==== AVAILABLE DATA

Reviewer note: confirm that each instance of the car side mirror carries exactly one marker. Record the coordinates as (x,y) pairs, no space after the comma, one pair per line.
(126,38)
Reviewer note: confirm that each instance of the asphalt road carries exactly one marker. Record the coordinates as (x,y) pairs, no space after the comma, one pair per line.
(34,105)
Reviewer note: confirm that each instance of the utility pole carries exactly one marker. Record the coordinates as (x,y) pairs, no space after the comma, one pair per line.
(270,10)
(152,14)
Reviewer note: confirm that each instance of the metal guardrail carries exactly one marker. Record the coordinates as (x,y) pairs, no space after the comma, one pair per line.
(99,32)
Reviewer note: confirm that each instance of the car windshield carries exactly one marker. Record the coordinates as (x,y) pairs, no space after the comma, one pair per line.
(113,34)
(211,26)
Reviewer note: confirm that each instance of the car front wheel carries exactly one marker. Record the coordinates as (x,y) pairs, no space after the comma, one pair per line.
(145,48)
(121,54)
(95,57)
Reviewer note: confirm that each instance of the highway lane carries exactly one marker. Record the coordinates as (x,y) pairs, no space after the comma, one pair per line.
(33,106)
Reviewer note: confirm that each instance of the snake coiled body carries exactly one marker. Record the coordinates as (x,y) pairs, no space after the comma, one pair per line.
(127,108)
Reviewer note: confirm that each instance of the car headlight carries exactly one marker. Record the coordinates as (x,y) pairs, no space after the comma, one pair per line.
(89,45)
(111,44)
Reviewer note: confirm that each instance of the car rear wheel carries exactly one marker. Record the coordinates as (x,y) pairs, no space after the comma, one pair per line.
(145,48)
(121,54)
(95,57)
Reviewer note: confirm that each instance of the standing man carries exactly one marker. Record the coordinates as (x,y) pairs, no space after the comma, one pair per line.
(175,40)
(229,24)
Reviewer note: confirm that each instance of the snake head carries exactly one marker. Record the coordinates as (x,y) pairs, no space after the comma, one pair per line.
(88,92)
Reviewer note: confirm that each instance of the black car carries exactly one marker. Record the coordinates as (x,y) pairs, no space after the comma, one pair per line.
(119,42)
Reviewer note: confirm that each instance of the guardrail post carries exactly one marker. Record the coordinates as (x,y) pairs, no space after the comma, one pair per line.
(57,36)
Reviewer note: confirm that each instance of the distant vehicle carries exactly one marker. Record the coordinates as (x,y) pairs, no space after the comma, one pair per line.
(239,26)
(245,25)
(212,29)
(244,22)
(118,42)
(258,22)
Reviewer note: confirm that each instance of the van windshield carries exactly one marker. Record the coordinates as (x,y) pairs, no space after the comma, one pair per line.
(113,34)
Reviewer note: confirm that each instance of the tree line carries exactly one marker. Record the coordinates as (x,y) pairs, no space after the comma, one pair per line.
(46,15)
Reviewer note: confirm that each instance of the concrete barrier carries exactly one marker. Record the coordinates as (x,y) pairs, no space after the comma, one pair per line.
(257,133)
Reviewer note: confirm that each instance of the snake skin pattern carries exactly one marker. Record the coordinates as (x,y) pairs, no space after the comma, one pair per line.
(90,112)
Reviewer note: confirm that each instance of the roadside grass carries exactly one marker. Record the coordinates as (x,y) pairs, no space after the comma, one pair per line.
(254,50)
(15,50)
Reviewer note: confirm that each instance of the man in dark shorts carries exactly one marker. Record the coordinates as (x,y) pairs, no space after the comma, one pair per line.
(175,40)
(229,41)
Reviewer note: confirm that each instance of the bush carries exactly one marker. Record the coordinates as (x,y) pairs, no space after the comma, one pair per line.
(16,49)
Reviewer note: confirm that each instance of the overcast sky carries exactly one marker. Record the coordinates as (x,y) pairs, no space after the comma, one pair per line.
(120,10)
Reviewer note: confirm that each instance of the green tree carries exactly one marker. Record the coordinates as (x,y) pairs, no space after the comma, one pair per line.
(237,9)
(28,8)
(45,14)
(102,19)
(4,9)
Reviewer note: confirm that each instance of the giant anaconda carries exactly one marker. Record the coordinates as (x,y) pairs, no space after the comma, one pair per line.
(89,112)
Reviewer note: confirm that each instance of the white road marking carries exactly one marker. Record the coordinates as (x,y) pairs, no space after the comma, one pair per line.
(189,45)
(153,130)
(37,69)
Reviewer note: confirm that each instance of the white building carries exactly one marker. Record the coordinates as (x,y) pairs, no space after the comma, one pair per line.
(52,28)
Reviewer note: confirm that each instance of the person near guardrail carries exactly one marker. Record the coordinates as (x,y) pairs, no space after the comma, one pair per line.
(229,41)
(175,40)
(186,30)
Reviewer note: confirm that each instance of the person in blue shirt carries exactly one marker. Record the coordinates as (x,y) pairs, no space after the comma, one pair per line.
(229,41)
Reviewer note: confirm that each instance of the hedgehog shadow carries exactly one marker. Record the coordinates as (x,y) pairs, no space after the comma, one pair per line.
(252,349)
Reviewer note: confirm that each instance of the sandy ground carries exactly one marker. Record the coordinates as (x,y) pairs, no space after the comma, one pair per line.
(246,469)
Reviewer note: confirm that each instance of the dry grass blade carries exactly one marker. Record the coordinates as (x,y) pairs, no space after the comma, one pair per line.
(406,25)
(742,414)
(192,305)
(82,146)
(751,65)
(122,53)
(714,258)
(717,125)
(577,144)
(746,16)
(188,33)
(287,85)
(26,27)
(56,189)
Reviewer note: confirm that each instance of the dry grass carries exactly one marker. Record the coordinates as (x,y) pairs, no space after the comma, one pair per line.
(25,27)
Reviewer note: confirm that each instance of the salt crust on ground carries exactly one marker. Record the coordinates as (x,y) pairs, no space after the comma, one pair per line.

========

Output the full listing without altering anything.

**COMPLETED EXERCISE**
Reviewer note: confirm that each instance of the car side mirror carries exactly one marker. Record the coordinates as (x,y) pairs, no space after the comma, one pair per line.
(126,38)
Reviewer note: confirm that each instance of the asphalt road carries exactly one marker. Record the coordinates as (x,y) pairs, no space after the comma, one pair per line.
(34,105)
Reviewer note: confirm that each instance of the utility pole carries exactly one marker. Record the coordinates as (x,y) pairs, no space after the comma, one pair per line.
(270,10)
(152,14)
Reviewer note: confirm that each instance of the metal guardrail carries exactly one marker. Record the coordinates as (x,y) pairs, no space after the comma, one pair per line.
(99,32)
Reviewer note: confirm that each instance of the car windshield carries exactly one marker. Record the coordinates as (x,y) pairs, no space after the comma, one pair per line.
(113,34)
(211,26)
Reviewer note: confirm that each instance of the car front wheel carries exactly one marker. Record the coordinates as (x,y) pairs, no space after the comma, one pair per line.
(145,48)
(121,54)
(95,57)
Reviewer note: confirm that each instance of the highway lane carries exactly one marker. Record the coordinates as (x,y) pairs, no space after the comma, one pair per line.
(33,106)
Reviewer note: confirm that each instance of the snake coiled body carries exactly one marker. Record the coordinates as (x,y) pairs, no space after the comma, one pair per line.
(127,108)
Reviewer note: confirm that each instance of the car headlight carries exactly one marker. Record the coordinates as (x,y) pairs, no space after the comma, one pair per line.
(89,45)
(111,44)
Reviewer note: confirm that each instance of the car rear wheel carries exactly one marker. Record the coordinates as (x,y) pairs, no space after the comma, one pair per line.
(145,48)
(121,54)
(95,57)
Reviewer note: confirm that each instance of the standing man carries exactly one marker. Record the coordinates as (x,y) pairs, no space after the comma, one pair per line.
(175,40)
(229,24)
Reviewer note: confirm that each instance of the snake head carries exactly one marker. Record the coordinates as (x,y) pairs, no space after the comma, one pair per line.
(88,92)
Reviewer note: confirm that each instance of the black car carries exactly one marker. Record the coordinates as (x,y) pairs, no space after the comma, one pair per line.
(119,42)
Reviewer note: confirm that each instance of the guardrail post carries exactly one marker. Record the coordinates as (x,y) pairs, no space after the comma, one pair per line.
(57,36)
Reviewer note: confirm that each instance of the distant vehicle carries exactly one marker. Record the coordinates as (x,y) pairs, no space after the comma, one pair per line.
(239,26)
(245,25)
(212,29)
(244,22)
(118,42)
(258,22)
Reviewer note: confirm that each instance of the van windshield carries exactly one marker. Record the coordinates as (x,y) pairs, no space after the comma, one pair per line.
(113,34)
Reviewer note: confirm that each instance of the tree line carries exactly one marker. Record the coordinates as (x,y) pairs, no space after the comma, one pair per line.
(46,15)
Reviewer note: confirm that each instance of the concrete barrier carries exactly one marker. Record the coordinates as (x,y) pairs, no space after the comma, one pair per line.
(257,133)
Reviewer note: confirm that each instance of the snake skin pattern carries exactly one marker. Record the coordinates as (x,y) pairs, no space after the comma, one pair per line.
(90,112)
Reviewer note: confirm that each instance of the roadside grass carries exactly one marker. Record the coordinates as (x,y) pairs, no space after the comma, one pair per line.
(254,50)
(15,50)
Reviewer note: confirm that each instance of the man in dark shorts carries exactly one marker. Record the coordinates as (x,y) pairs, no space after the comma, one pair per line.
(175,40)
(229,41)
Reviewer note: confirm that each instance of the bush carries exactly one marker. Record the coordinates as (x,y) pairs, no space after the comma, one pair per line.
(16,49)
Reviewer note: confirm that each instance of the overcast sky carries exactly one marker. Record the coordinates as (x,y) pairs, no space after the comma, one pair per line.
(120,10)
Reviewer note: confirm that each instance of the green tree carries exactly one marker. Record the coordinates as (x,y) pairs, no space after the comma, one pair per line.
(237,9)
(28,8)
(45,14)
(102,19)
(4,9)
Reviewer note: confirm that each instance of the giant anaconda carries exactly one marker. Record the coordinates as (x,y) pairs, no space after the comma, one pair per line.
(89,112)
Reviewer note: confirm that each instance of the white road marking carries exactly one marker. Record the coordinates as (x,y) pairs, no space after the comma, one pair per line.
(189,45)
(153,130)
(37,69)
Reviewer note: confirm that each instance of the white building carries exactly one marker. Record the coordinates as (x,y) pairs, no space after the comma, one pair per line.
(52,28)
Reviewer note: confirm that each instance of the person near guardrail carries exactly one marker. Record the coordinates as (x,y) pairs, no space after the comma, one pair per line.
(229,41)
(175,40)
(186,30)
Reviewer note: confirm that each instance of the person in blue shirt carries exactly one marker. Record the coordinates as (x,y) pairs, no space after the comma, one pair per line.
(229,41)
Reviewer note: confirm that each instance of the hedgehog shadow carries exactly one marker. Record the coordinates as (x,y) pairs, no space after the comma, one pair per line.
(252,349)
Reviewer note: confirm that each instance of the sandy ground carries exactly one marker. Record the coordinates as (x,y) pairs, no space after the comma, one pair per line.
(246,469)
Reviewer note: confirm that each instance of the dry grass blade carries exactly one marker. Record the coordinates as (x,y) pairs, no space after the comma, one pair per line.
(406,25)
(742,414)
(192,305)
(82,146)
(751,65)
(122,53)
(714,258)
(717,125)
(577,144)
(746,16)
(188,33)
(287,85)
(26,27)
(56,189)
Reviewer note: confirm that each instance of the dry grass carries exactly one marker. Record the coordinates as (x,y) pairs, no space after the comma, one pair per line.
(25,27)
Reviewer note: confirm that each instance of the salt crust on ground carries exactly one marker. Record the coordinates as (x,y) pairs, no space after the comma, one pair per line.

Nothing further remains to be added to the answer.